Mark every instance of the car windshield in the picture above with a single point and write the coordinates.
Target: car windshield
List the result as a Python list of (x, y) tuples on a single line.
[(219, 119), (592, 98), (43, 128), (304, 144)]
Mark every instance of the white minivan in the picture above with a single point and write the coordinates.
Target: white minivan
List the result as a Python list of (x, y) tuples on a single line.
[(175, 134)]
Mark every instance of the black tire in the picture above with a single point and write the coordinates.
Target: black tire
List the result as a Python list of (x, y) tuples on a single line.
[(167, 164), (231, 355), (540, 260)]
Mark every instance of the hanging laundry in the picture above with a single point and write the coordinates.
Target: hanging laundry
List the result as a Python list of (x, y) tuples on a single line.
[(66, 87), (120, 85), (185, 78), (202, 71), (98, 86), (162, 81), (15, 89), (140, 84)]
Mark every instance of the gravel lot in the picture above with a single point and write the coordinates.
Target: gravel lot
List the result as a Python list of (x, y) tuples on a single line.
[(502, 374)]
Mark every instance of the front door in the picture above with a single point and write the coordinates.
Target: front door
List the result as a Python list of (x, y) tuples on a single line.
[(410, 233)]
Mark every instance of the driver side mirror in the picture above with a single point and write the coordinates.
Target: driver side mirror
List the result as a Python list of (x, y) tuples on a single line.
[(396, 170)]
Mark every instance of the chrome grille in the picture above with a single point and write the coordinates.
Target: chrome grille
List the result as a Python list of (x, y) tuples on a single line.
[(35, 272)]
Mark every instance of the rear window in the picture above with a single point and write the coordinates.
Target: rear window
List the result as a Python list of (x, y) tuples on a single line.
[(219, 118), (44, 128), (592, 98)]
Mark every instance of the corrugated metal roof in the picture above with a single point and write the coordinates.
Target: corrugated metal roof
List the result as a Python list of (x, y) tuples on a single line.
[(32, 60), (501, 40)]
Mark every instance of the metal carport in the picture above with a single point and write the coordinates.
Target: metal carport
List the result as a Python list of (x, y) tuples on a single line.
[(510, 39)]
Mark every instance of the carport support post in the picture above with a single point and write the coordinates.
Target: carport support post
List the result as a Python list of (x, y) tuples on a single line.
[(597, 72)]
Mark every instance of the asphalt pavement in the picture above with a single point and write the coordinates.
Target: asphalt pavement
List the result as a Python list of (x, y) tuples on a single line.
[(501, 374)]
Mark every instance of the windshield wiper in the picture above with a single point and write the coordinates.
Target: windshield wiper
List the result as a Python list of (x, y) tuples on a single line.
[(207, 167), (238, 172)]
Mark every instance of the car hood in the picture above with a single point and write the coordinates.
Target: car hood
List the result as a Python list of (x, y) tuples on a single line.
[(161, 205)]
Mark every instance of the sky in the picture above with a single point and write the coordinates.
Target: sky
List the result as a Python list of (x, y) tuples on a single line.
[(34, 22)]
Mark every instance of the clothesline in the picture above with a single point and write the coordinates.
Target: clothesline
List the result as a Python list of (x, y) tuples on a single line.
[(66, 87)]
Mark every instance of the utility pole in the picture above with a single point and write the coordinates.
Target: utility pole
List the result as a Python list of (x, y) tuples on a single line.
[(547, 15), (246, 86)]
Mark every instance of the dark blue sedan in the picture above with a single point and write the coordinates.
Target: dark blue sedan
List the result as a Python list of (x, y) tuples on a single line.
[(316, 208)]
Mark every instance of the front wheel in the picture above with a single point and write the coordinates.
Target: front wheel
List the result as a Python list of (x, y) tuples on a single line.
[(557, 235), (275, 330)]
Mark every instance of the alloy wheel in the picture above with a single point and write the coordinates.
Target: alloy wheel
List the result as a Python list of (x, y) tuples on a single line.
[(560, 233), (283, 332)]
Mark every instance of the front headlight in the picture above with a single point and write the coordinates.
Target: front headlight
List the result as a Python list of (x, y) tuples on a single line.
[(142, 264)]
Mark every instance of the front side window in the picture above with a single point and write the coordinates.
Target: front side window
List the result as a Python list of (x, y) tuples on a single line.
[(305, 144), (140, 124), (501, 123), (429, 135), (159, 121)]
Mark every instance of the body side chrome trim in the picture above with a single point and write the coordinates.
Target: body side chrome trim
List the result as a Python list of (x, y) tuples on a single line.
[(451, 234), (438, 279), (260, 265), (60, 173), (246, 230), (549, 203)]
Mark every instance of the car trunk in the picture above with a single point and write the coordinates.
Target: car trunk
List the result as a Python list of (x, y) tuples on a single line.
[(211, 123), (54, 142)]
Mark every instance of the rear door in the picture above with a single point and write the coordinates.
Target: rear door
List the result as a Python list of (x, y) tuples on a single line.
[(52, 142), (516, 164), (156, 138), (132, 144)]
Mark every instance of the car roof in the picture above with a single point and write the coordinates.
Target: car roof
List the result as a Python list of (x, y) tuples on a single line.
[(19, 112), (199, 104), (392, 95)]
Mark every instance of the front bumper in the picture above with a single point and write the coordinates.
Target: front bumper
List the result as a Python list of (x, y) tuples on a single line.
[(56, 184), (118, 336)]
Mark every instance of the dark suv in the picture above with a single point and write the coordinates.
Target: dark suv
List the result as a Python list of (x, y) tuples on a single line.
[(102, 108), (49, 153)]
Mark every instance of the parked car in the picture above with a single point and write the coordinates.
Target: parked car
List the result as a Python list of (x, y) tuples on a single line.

====

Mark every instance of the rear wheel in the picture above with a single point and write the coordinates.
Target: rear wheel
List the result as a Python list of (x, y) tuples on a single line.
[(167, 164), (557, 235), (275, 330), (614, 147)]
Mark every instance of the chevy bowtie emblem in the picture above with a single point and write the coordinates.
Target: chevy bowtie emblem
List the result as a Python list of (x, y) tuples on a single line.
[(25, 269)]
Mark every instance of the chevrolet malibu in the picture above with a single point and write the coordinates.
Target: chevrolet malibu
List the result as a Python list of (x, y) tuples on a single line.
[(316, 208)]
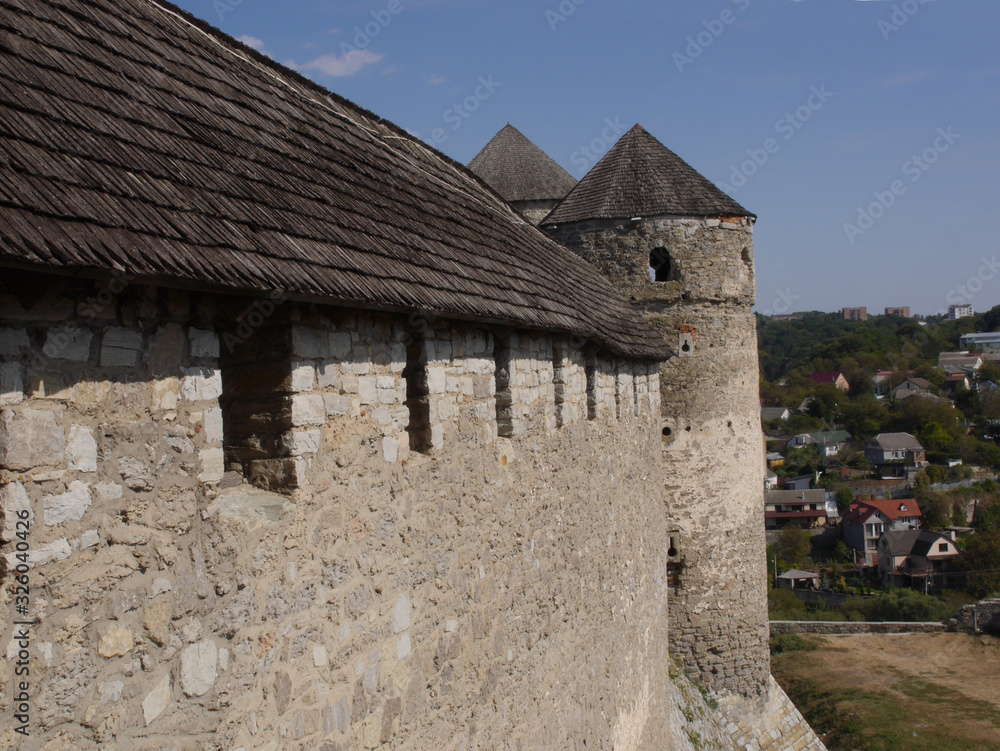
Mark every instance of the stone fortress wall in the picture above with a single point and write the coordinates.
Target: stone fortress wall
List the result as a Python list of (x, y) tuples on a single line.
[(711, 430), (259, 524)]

====

### What is required
Recast the material from the line containing "Mark every instance of the car windshield" through the line containing "[(219, 119), (592, 98), (43, 128), (304, 144)]", both included, as a numbered list with blank lines dropped. Include only those lines.

### Task solution
1. Mark every instance of the car windshield in the picture above with a single point and write the coordinates.
2. Target: car windshield
3. List the result as a Python list of (x, y) tuples on a single line.
4. [(219, 119), (592, 98), (43, 128), (304, 144)]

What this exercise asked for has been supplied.